Task description:
Copy out the lines below without any changes, leaving out the pictures.

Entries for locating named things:
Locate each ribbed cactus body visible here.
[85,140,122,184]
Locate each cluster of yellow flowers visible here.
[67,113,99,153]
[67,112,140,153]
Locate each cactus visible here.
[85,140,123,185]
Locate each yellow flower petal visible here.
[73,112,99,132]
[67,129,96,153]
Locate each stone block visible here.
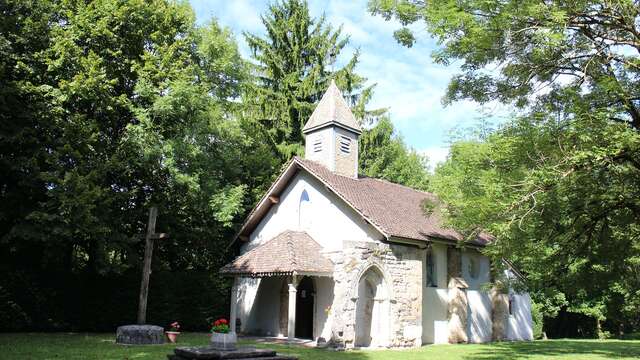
[116,325,164,345]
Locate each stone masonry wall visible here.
[328,241,425,348]
[447,246,469,344]
[491,288,509,341]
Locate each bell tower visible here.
[302,80,362,178]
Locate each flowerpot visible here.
[211,332,238,350]
[165,331,180,343]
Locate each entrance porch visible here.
[221,231,334,342]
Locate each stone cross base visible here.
[167,346,298,360]
[116,325,164,345]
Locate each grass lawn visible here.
[0,333,640,360]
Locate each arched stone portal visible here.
[355,267,389,347]
[296,276,315,339]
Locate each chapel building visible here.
[221,81,533,348]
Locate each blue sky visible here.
[190,0,496,165]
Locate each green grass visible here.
[0,333,640,360]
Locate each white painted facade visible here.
[231,84,533,347]
[232,171,533,346]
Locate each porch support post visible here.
[287,275,298,340]
[229,276,238,333]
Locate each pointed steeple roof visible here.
[302,80,362,134]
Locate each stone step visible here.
[168,346,295,360]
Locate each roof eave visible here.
[302,120,362,135]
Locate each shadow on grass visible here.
[463,339,640,359]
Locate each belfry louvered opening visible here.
[313,137,322,152]
[339,135,351,154]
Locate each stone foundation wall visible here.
[328,241,425,348]
[491,288,509,341]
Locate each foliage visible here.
[244,0,383,160]
[359,116,429,190]
[169,321,180,332]
[531,301,544,339]
[211,318,230,334]
[0,0,277,329]
[370,0,640,332]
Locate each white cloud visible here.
[420,146,449,171]
[191,0,510,153]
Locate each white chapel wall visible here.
[238,171,381,339]
[507,293,533,341]
[242,171,381,252]
[422,244,449,344]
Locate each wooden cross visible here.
[138,206,169,325]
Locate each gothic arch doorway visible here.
[355,267,389,347]
[296,276,315,339]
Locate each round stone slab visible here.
[116,325,164,345]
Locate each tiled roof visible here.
[302,80,362,133]
[220,231,333,277]
[238,157,493,246]
[295,158,490,245]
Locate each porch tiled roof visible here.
[220,230,333,277]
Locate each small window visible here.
[313,137,322,152]
[426,248,438,287]
[467,256,480,280]
[339,135,351,154]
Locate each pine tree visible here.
[244,0,384,160]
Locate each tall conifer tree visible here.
[244,0,384,160]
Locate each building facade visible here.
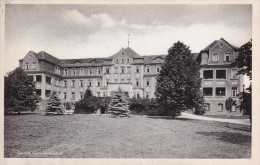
[19,39,242,114]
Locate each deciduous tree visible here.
[156,41,203,117]
[4,68,41,113]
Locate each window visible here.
[79,80,84,87]
[88,68,92,75]
[216,87,226,96]
[35,89,42,96]
[203,70,213,79]
[45,90,51,97]
[146,79,150,86]
[71,92,75,100]
[64,80,68,88]
[156,66,160,73]
[136,92,140,98]
[135,80,139,86]
[97,80,101,87]
[63,92,67,100]
[224,53,230,62]
[72,69,76,75]
[88,81,92,87]
[203,87,213,96]
[135,67,140,73]
[216,70,226,79]
[105,79,109,85]
[218,103,223,112]
[55,78,59,86]
[36,75,42,82]
[231,69,238,79]
[105,68,109,74]
[231,87,237,97]
[204,103,210,111]
[46,76,51,84]
[55,66,60,74]
[80,68,84,75]
[25,63,29,70]
[32,62,36,69]
[79,92,83,99]
[127,66,131,73]
[98,68,101,74]
[71,80,75,87]
[212,54,218,62]
[114,67,118,73]
[64,69,68,75]
[146,66,150,73]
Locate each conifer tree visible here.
[155,41,203,117]
[46,92,62,113]
[108,88,130,117]
[4,68,41,113]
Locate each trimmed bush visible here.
[129,98,169,116]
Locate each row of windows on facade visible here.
[204,102,237,112]
[33,75,153,88]
[64,66,160,75]
[203,87,237,97]
[203,69,238,79]
[25,62,160,76]
[212,53,231,62]
[36,89,150,100]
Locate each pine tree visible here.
[4,68,41,113]
[75,88,101,113]
[108,88,130,117]
[155,41,203,117]
[46,92,62,114]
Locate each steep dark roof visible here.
[35,51,60,65]
[202,40,219,50]
[124,47,142,58]
[221,38,240,51]
[202,38,239,51]
[143,55,166,64]
[108,47,142,59]
[191,53,199,61]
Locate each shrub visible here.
[129,98,166,116]
[75,88,110,114]
[225,98,234,112]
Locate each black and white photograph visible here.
[2,2,259,165]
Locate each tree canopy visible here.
[108,87,130,117]
[155,41,203,117]
[4,68,41,113]
[46,92,63,113]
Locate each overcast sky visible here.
[5,5,252,72]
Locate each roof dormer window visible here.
[224,53,231,62]
[25,63,29,70]
[72,68,76,76]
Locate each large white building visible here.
[20,38,243,114]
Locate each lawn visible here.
[4,114,251,158]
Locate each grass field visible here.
[4,114,251,158]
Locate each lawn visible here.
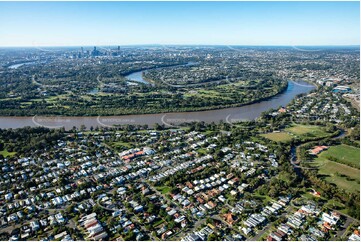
[285,124,330,138]
[261,132,292,142]
[319,144,360,169]
[156,186,172,194]
[261,124,330,142]
[314,156,360,192]
[0,150,16,157]
[109,141,132,149]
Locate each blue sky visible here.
[0,1,360,46]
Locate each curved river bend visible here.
[0,81,315,129]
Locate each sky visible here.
[0,1,360,47]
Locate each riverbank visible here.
[0,82,315,129]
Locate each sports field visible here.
[261,132,292,142]
[261,124,330,142]
[319,144,360,168]
[314,154,360,192]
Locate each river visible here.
[0,81,315,129]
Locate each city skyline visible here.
[0,2,360,47]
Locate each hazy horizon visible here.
[0,1,360,47]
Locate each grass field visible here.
[286,124,330,138]
[109,141,132,149]
[314,156,360,192]
[0,150,16,157]
[319,144,360,168]
[261,132,292,142]
[156,186,172,194]
[261,124,330,142]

Correct result:
Locate each ribbed cactus body visible here.
[85,140,122,184]
Locate each cluster of yellow flowers visible here.
[67,113,99,153]
[67,112,140,153]
Locate each cactus visible here.
[85,140,123,185]
Locate each yellow flower petal visible here.
[73,112,99,132]
[67,129,96,153]
Locate each stone block visible here.
[116,325,164,345]
Locate each stone masonry wall visible here.
[328,241,425,348]
[447,246,469,344]
[491,288,509,341]
Locate each bell tower visible here.
[302,80,362,178]
Locate each flowerpot visible here.
[211,332,238,350]
[165,331,180,343]
Locate each entrance porch visible here.
[221,231,334,342]
Locate each stone cross base visible here.
[167,346,298,360]
[116,325,164,345]
Locate each grass lawn visible here.
[0,333,640,360]
Locate each arched stone portal visible here.
[355,267,389,347]
[296,276,315,339]
Locate each chapel building visible here.
[221,81,533,348]
Locate each blue sky visible here.
[190,0,496,165]
Locate each green grass visible here.
[0,333,640,360]
Locate each white painted facade visible here.
[231,84,533,347]
[232,171,533,346]
Locate each porch support post visible here.
[287,275,298,340]
[229,276,238,333]
Locate each pointed steeple roof visible here.
[302,80,362,134]
Locate each stone step visible here.
[168,346,295,360]
Locate each roof eave visible here.
[302,120,362,135]
Locate each shadow on grass visible here.
[463,339,640,359]
Locate each belfry louvered opening visible here.
[313,137,322,152]
[339,135,351,154]
Locate each stone foundation wall visible here.
[328,241,425,348]
[491,288,509,341]
Locate each foliage visible here.
[244,0,383,160]
[359,116,429,190]
[169,321,180,332]
[531,301,544,339]
[211,318,230,334]
[0,0,277,329]
[370,0,640,332]
Locate each white cloud visible here.
[420,146,449,171]
[191,0,510,153]
Locate each white chapel wall visible here.
[238,171,381,339]
[507,293,533,341]
[242,171,381,252]
[422,244,449,344]
Locate each wooden cross visible here.
[138,206,169,325]
Locate each gothic arch doorway visible here.
[355,267,389,347]
[296,276,315,339]
Locate each round stone slab visible here.
[116,325,164,345]
Locate each tiled roof visible here.
[302,80,362,133]
[220,231,333,277]
[238,157,493,246]
[295,158,490,245]
Locate each porch tiled roof visible here.
[220,230,333,277]
Locate each small window visible here.
[313,137,322,152]
[426,248,438,287]
[467,256,480,280]
[339,135,351,154]
Locate each pine tree visible here.
[244,0,384,160]
Locate each tall conifer tree visible here.
[244,0,384,160]
Locate each building facade visible here.
[19,39,242,114]
Locate each deciduous tree visible here.
[156,41,203,117]
[4,68,41,113]
Locate each window visible here.
[79,80,84,87]
[88,68,92,75]
[216,87,226,96]
[35,89,42,96]
[203,70,213,79]
[45,90,51,97]
[146,79,150,86]
[71,92,75,100]
[64,80,68,88]
[156,66,160,73]
[136,92,140,98]
[135,80,139,86]
[97,80,101,87]
[63,92,67,100]
[224,53,230,62]
[72,69,76,75]
[88,81,92,87]
[203,87,213,96]
[135,67,140,73]
[216,70,226,79]
[105,79,109,85]
[218,103,223,112]
[55,78,59,86]
[36,75,42,82]
[231,69,238,79]
[105,68,109,74]
[231,87,237,97]
[204,103,210,111]
[46,76,51,84]
[55,66,60,74]
[80,68,84,75]
[25,63,29,70]
[32,62,36,69]
[79,92,83,99]
[127,66,131,73]
[98,68,101,74]
[71,80,75,87]
[212,54,218,62]
[114,67,118,73]
[64,69,68,75]
[146,66,150,73]
Locate each conifer tree visible here.
[155,41,203,117]
[46,92,62,113]
[108,88,130,117]
[4,68,41,113]
Locate each trimmed bush visible here.
[129,98,169,116]
Locate each row of windows on facade visible here.
[204,102,237,112]
[33,75,153,88]
[64,66,160,75]
[203,87,237,97]
[203,69,238,79]
[25,62,160,76]
[212,53,231,62]
[36,89,150,100]
Locate each pine tree visible here.
[4,68,41,113]
[75,88,101,113]
[108,88,130,117]
[155,41,203,117]
[46,92,62,114]
Locate each steep dark roof visible here.
[35,51,60,65]
[202,40,219,50]
[124,47,142,58]
[221,38,240,51]
[202,38,239,51]
[143,55,166,64]
[108,47,142,59]
[191,53,199,61]
Locate each shrub visible here.
[129,98,166,116]
[75,88,110,114]
[225,98,234,112]
Locate each black and white photograph visible here.
[2,2,259,165]
Locate each tree canopy visible here.
[108,87,130,117]
[155,41,203,117]
[4,68,41,113]
[46,92,63,113]
Locate each overcast sky visible here.
[5,5,252,72]
Locate each roof dormer window visible here.
[224,53,231,62]
[25,63,29,70]
[72,68,76,76]
Locate each large white building visible here.
[20,38,243,114]
Locate each lawn visible here.
[4,114,251,158]
Locate each grass field visible here.
[4,114,251,158]
Locate each lawn visible here.
[285,124,330,138]
[261,132,292,142]
[319,144,360,169]
[156,186,172,194]
[261,124,330,142]
[314,156,360,192]
[0,150,16,157]
[109,141,132,149]
Locate each blue sky visible here.
[0,1,360,46]
Locate each curved river bend visible here.
[0,81,315,129]
Locate each sky visible here.
[0,1,360,47]
Locate each riverbank visible here.
[0,82,315,129]
Locate each sports field visible here.
[261,132,292,142]
[261,124,330,142]
[319,144,360,168]
[314,154,360,192]
Locate each river visible here.
[0,81,315,129]
Locate each city skyline visible here.
[0,2,360,47]
Locate each hazy horizon visible here.
[0,1,360,47]
Locate each grass field visible here.
[286,124,330,138]
[109,141,132,149]
[314,156,360,192]
[0,150,16,157]
[319,144,360,168]
[261,132,292,142]
[156,186,172,194]
[261,124,330,142]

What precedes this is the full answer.